ТЕКСТ:
+++

Наш экстренный арестантский поезд прибыл, на ст. Кемь Мурманской железной дороги.
Кемь — небольшой портовый город на Белом море.
Отсюда происходит отправка арестантов на Соловецкие острова. Сюда доставляются во множестве лесные материалы: бревна, доски, дрова, заготовленные руками измученных, голодных и полуголых соловецких каторжан. Далее лес отправляется или в Мурманск, или в Архангельск, где грузится на иностранные пароходы для экспорта заграницу. Иностранцы, жадные до наживы, охотно покупают этот дешевый лес, заготовленный даровыми руками соловецких мучеников и покрытый иногда кровью соловецких каторжан.
Что можно иногда обнаружить следы человеческой крови на некоторых бревнах соловецкой заготовки, то это не предположение и тем более не злостная фантазия, а определенное утверждение, основанное на фактах. Вот они: а) когда я был в 1926 году на главных лесозаготовках, то видел бревна, обрызганные кровью избитых лесорубов; 6) очень часто лесорубы, доведенные до отчаяния непосильными уроками и побудительными к работам пытками, отрубали себе кисти рук или ступни ног; и эту операцию проделывают на бревнах, экспортируемых впоследствии заграницу для продажи.

+++

ВЫДЕРЖКА ИЗ ДАННЫХ:
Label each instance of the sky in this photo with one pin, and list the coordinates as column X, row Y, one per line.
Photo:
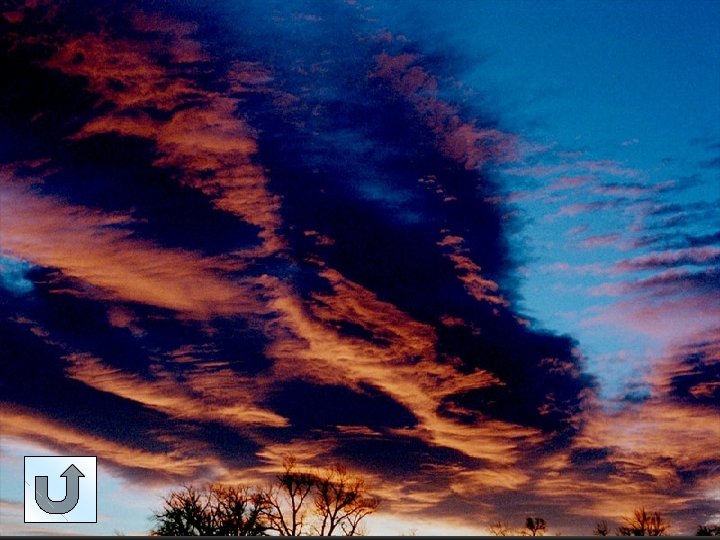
column 469, row 250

+++

ЗАДАНИЯ:
1. Воспроизведите фрагмент текста о соловецких лесозаготовках от "Что можно иногда" до "заграницу для продажи." включительно, подставив "на лесных работах" вместо "на главных лесозаготовках".
2. Определите, соответствуют ли тексту о соловецких лесозаготовках следующие утверждения. На каждое ответьте «да» или «нет» и приведите решающие слова текста:
(a) Кемь является портовым городом на Белом море.
(b) Из Кеми лес отправляется только в Архангельск.
(c) Рассказчик побывал на главных лесозаготовках в 1927 году.
Для ответов используется только текст.

ОТВЕТЫ:
1.
Что можно иногда обнаружить следы человеческой крови на некоторых бревнах соловецкой заготовки, то это не предположение и тем более не злостная фантазия, а определенное утверждение, основанное на фактах. Вот они: а) когда я был в 1926 году на лесных работах, то видел бревна, обрызганные кровью избитых лесорубов; 6) очень часто лесорубы, доведенные до отчаяния непосильными уроками и побудительными к работам пытками, отрубали себе кисти рук или ступни ног; и эту операцию проделывают на бревнах, экспортируемых впоследствии заграницу для продажи.

2.
(a) Да: «Кемь — небольшой портовый город на Белом море».
(b) Нет: «Далее лес отправляется или в Мурманск, или в Архангельск».
(c) Нет: «когда я был в 1926 году на главных лесозаготовках».